(PROMPT)
Gather every line of the records below that contains the string "target", and copy each such line.

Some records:
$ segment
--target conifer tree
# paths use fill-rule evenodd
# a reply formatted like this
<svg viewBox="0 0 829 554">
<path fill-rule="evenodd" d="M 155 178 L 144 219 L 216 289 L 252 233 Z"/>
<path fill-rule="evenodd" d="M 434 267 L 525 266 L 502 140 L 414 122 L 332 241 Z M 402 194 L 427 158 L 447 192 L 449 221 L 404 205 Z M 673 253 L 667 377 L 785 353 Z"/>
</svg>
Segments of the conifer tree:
--
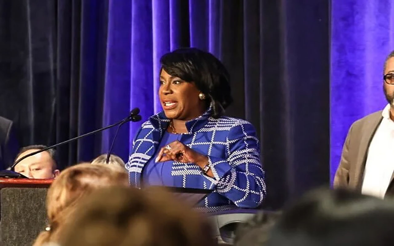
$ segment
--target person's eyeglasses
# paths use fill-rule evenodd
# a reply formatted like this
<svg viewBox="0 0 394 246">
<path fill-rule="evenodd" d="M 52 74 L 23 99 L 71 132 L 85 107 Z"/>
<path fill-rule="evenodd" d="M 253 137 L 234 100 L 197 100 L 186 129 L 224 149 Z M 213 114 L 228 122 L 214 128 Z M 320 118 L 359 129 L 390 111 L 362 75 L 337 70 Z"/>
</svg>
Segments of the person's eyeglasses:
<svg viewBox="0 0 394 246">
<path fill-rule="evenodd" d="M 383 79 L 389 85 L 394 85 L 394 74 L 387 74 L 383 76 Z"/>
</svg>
* * *
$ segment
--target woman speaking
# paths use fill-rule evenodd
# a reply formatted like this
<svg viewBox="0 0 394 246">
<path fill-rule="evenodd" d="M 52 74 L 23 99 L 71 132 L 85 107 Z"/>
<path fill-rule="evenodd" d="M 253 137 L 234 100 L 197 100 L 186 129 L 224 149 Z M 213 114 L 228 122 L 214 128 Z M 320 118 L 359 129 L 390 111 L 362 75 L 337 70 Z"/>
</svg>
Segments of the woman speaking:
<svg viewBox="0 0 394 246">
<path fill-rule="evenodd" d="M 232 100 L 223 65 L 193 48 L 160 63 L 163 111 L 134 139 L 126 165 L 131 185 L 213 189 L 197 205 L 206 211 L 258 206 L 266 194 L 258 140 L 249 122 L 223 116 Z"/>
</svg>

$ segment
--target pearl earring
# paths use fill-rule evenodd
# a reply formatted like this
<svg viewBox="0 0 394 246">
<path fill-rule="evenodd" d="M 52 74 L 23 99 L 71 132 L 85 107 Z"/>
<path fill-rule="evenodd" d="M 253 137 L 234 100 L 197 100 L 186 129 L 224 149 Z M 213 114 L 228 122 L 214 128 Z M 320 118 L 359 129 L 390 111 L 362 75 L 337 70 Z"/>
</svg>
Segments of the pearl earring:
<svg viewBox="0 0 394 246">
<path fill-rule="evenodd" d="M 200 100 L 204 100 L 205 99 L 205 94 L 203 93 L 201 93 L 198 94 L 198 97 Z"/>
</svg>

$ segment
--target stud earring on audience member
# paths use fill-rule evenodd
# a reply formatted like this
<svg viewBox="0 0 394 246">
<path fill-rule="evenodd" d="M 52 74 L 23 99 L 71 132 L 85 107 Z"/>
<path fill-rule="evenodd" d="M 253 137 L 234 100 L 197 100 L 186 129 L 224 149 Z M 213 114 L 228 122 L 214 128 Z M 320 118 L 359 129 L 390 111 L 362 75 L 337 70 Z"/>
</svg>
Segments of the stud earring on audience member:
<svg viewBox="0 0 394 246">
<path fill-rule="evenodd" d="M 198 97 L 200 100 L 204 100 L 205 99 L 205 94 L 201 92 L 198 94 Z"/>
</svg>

(WRITTEN ANSWER)
--target conifer tree
--target person's eyeglasses
--target woman speaking
--target pearl earring
--target stud earring on audience member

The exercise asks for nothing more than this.